ACTIVITY. Compute how many lines in the listing below hold the string "blue", then state only the result.

RECORDS TO PROCESS.
________________________________________

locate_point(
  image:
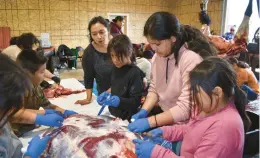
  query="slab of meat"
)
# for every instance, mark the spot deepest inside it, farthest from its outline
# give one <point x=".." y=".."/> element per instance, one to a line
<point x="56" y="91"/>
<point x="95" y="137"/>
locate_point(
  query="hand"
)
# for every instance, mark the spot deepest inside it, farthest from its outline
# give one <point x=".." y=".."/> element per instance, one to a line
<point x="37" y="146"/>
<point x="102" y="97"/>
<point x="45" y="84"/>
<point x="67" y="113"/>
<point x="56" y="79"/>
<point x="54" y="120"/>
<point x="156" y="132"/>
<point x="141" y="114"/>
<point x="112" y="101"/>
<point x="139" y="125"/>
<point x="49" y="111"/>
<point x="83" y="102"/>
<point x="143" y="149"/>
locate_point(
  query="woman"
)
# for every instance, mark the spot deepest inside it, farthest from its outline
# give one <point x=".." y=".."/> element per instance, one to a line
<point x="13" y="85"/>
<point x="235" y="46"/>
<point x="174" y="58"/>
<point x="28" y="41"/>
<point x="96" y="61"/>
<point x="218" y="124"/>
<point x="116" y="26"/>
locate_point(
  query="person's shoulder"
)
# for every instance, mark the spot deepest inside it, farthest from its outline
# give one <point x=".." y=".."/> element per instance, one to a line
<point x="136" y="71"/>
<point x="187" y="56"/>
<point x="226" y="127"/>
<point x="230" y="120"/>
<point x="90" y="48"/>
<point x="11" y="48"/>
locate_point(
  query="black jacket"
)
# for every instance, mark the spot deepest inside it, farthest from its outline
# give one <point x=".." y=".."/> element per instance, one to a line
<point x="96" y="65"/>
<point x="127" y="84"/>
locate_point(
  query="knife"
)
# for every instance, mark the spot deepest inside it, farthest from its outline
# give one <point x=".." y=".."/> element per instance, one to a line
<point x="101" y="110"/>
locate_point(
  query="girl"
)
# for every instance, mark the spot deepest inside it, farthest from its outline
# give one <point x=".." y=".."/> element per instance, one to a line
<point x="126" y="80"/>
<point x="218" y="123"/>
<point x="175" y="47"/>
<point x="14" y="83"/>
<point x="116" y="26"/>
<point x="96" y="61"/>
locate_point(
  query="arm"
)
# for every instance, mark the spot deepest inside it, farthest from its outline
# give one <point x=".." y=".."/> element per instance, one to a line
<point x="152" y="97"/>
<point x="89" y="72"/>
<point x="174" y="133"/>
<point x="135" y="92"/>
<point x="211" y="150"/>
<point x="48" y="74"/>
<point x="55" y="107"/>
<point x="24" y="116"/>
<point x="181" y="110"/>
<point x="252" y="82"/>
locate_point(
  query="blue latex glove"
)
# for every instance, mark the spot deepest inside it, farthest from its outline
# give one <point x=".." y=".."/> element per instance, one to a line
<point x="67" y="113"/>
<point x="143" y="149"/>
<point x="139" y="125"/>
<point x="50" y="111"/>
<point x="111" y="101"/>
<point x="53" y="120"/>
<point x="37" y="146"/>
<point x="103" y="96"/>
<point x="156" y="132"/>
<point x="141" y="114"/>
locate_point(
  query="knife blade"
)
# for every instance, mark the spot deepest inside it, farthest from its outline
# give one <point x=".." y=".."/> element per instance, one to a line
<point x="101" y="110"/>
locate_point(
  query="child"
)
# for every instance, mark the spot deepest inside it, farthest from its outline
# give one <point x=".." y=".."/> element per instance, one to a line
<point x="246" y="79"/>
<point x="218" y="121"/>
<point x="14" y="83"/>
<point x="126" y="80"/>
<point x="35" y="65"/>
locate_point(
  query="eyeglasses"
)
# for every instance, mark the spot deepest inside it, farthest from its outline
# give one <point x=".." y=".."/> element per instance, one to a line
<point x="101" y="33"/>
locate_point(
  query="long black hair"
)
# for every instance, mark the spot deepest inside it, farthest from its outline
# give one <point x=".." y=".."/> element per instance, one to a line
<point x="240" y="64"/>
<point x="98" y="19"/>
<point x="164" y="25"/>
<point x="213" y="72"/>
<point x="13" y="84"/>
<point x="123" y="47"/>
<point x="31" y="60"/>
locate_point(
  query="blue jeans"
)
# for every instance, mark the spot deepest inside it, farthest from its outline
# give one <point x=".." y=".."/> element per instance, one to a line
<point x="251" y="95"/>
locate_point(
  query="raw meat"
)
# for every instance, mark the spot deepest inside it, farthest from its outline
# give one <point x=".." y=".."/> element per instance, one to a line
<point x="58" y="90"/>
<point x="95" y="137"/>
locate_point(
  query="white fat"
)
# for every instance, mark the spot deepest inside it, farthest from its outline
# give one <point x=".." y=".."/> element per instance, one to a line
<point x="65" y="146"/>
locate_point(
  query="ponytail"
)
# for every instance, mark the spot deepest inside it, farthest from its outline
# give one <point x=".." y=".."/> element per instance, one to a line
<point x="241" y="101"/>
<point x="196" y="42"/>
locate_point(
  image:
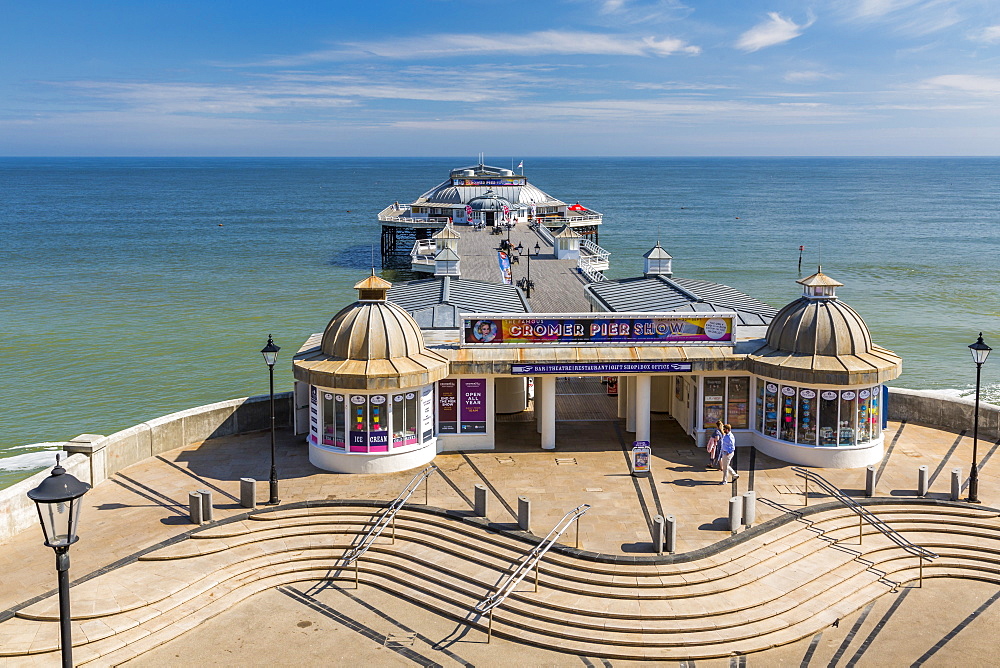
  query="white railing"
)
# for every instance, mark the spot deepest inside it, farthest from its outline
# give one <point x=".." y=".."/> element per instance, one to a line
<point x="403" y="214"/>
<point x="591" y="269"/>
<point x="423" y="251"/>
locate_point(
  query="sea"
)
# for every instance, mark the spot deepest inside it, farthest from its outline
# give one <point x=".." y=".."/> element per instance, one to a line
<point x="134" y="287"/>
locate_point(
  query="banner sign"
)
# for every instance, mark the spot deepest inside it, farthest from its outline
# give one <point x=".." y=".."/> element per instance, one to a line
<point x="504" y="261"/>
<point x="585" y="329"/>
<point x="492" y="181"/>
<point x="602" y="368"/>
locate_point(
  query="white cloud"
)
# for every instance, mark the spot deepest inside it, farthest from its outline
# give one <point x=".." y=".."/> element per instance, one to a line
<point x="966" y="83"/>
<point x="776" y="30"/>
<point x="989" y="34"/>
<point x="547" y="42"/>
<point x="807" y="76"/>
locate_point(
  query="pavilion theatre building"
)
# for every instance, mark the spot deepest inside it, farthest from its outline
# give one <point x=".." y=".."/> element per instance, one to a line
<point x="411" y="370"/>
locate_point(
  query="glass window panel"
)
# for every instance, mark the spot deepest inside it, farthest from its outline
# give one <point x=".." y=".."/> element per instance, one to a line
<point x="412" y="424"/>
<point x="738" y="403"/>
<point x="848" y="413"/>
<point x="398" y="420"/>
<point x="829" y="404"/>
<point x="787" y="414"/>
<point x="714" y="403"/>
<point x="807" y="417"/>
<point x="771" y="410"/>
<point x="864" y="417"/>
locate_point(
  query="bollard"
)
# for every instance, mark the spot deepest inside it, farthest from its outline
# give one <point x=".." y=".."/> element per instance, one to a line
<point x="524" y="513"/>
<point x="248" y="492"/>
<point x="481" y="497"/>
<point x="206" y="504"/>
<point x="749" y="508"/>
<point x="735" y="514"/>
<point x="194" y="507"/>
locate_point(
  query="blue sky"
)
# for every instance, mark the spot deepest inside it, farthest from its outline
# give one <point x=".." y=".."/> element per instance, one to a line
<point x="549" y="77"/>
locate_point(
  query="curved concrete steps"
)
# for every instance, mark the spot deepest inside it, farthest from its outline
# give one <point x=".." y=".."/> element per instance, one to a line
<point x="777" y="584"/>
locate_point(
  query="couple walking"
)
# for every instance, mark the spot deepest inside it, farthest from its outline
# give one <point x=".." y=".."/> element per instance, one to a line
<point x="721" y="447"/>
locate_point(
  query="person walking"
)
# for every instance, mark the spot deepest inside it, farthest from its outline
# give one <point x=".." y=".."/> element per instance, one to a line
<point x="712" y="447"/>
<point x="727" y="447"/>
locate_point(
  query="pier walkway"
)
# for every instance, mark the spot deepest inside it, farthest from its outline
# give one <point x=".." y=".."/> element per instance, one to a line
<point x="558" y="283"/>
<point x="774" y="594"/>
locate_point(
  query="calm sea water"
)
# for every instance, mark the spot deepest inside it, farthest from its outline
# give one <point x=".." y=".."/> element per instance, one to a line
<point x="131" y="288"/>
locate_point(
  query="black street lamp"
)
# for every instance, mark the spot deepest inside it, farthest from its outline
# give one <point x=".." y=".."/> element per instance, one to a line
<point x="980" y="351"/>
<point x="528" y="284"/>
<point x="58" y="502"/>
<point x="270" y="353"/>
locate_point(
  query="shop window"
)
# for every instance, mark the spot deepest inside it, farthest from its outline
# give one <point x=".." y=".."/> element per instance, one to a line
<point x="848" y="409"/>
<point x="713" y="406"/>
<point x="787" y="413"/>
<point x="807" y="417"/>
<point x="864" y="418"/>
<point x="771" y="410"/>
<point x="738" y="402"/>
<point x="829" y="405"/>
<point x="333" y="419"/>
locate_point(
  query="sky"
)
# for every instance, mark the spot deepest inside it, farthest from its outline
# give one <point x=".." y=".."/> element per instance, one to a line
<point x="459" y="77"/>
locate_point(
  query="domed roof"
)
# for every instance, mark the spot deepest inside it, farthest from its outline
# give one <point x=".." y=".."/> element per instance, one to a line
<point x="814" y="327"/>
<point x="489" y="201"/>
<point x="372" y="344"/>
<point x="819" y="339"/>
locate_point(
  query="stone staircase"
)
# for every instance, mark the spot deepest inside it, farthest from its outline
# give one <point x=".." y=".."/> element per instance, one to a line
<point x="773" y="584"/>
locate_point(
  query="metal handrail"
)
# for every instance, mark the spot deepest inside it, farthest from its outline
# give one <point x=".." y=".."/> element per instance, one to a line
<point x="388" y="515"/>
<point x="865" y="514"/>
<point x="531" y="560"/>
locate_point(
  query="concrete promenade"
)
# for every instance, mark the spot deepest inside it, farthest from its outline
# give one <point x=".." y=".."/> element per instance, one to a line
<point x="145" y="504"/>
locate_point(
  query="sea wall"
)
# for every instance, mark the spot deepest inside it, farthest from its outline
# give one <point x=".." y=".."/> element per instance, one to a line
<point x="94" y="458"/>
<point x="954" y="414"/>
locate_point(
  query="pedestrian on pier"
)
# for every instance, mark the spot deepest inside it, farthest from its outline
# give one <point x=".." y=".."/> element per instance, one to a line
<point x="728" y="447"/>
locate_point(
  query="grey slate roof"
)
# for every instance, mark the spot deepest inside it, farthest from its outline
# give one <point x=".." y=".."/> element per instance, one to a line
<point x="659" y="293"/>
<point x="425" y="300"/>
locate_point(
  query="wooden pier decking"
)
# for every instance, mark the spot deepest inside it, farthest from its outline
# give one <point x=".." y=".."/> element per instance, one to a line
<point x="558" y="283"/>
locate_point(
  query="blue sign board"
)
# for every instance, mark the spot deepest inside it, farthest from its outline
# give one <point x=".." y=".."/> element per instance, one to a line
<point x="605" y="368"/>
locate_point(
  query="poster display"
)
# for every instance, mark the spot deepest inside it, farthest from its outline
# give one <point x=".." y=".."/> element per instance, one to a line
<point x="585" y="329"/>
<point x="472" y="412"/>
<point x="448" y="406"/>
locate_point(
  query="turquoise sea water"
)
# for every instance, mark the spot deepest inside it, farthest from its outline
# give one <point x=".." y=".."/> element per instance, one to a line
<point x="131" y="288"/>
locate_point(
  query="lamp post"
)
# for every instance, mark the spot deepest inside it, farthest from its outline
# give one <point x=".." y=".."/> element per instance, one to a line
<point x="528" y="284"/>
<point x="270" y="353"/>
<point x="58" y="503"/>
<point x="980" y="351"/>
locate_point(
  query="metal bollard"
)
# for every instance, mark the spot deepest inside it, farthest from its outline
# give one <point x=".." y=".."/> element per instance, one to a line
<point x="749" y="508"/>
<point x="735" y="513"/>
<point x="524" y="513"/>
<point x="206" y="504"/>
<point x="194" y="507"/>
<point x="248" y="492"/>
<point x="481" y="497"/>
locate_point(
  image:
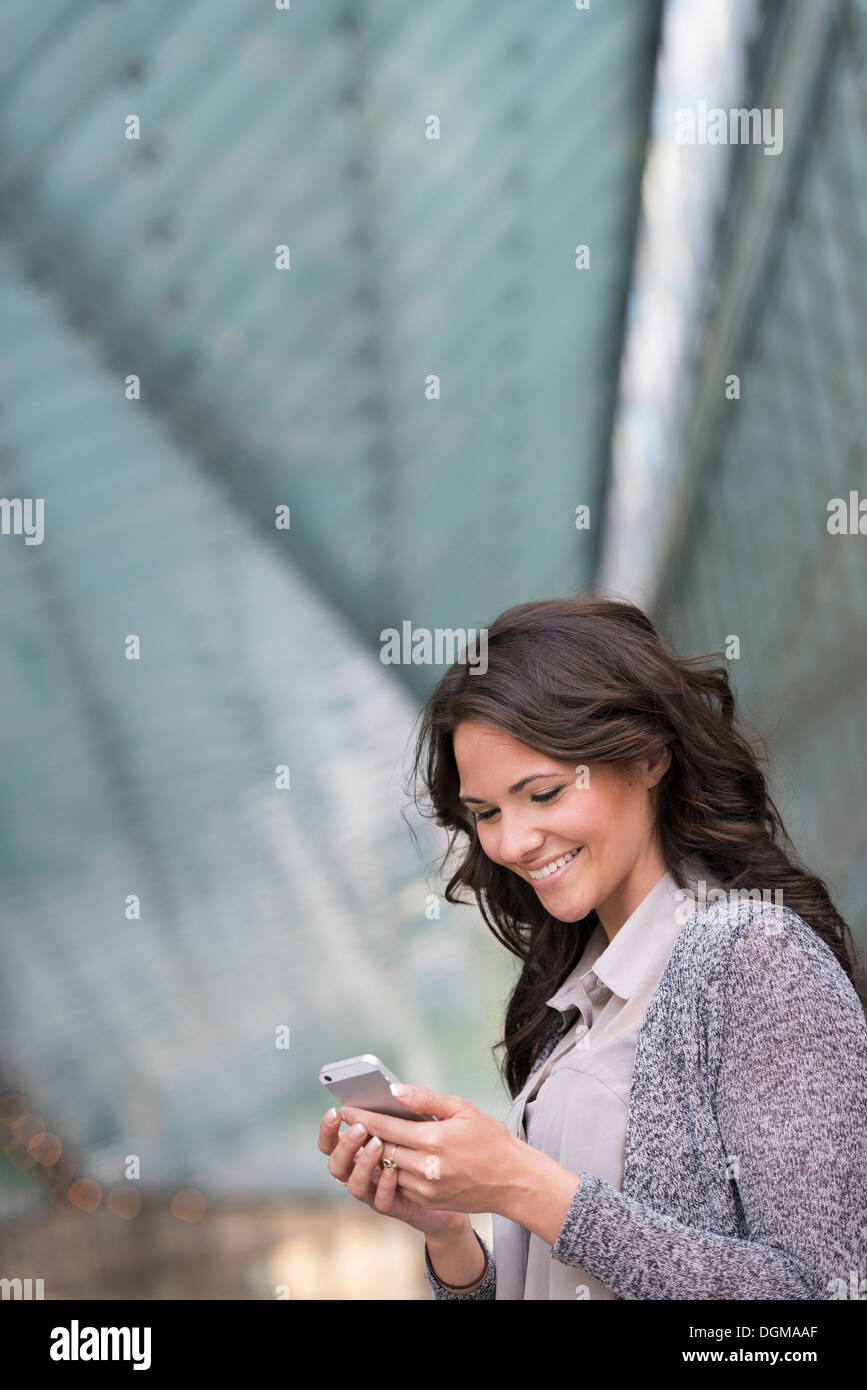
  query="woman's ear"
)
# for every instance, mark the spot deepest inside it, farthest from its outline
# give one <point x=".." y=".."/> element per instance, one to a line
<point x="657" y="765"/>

________________________________________

SOLUTION TO THIS TASK. 4